→ **EXERCISE SET**:
A – In the article on youth eating habits, reproduce everything from "With media and" down to "dangerous health implications.".
B – According to the article on youth eating habits, what was Rina Chikanbanjar recently diagnosed with?
C – Which health risks does Dr Uprety say can increase in youths in the article on youth eating habits? List every one.
----- SELECTED PASSAGE -----
Youths advised to eat home-cooked meal
Kathmandu, June 19
As our society grows more competitive and challenging, youths today are forced to juggle between work, school, and keep up with desired body images.
With media and society projecting an ideal ‘body type’ standard, cases of anorexia and bulimia in the capital have gone up, with dangerous health implications.
“Many young people today don’t eat as much as they should, or what they should, and have developed a multitude of psychological and physical health problems,” nutritionist Dr Aruna Uprety said.
Dr Uprety said this can increase the risks of malnutrition, constipation, high blood pressure, diabetes, and anemia in youths.
“Many working students no longer have the time to cook for themselves and eat junk food, which will undoubtedly have negative effects on their health,” she said.
Samjhana Khadka, a student at Bageshwori College, Bhaktapur said, “My college starts at 6:00 am, and I have to be at work by 10:00 am. There is no time in between for a proper meal. When I get home, I am too tired to cook, so I make do with junk food.” Khadka works to support her family and pay for her education.
Rina Chikanbanjar, a student RR Campus, Kathmandu, said, “I often get sick. I don’t have the time to cook a meal and eat at home, what with college and work pressures.” Chikanbanjar was recently diagnosed with gastritis.
Dr Uprety advised youngsters to allot part of their time to prepare and have home-cooked foods. “Home-cooked meals are always the healthiest choice. I believe that youths must take time to cook for themselves,” she said.
----- DATA EXCERPT -----
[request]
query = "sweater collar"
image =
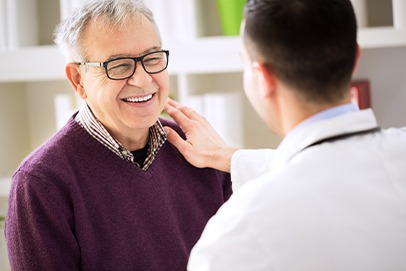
-----
→ **TASK-BY-TASK OUTPUTS**:
A –
With media and society projecting an ideal ‘body type’ standard, cases of anorexia and bulimia in the capital have gone up, with dangerous health implications.

B – Gastritis.

C – Malnutrition, constipation, high blood pressure, diabetes, anemia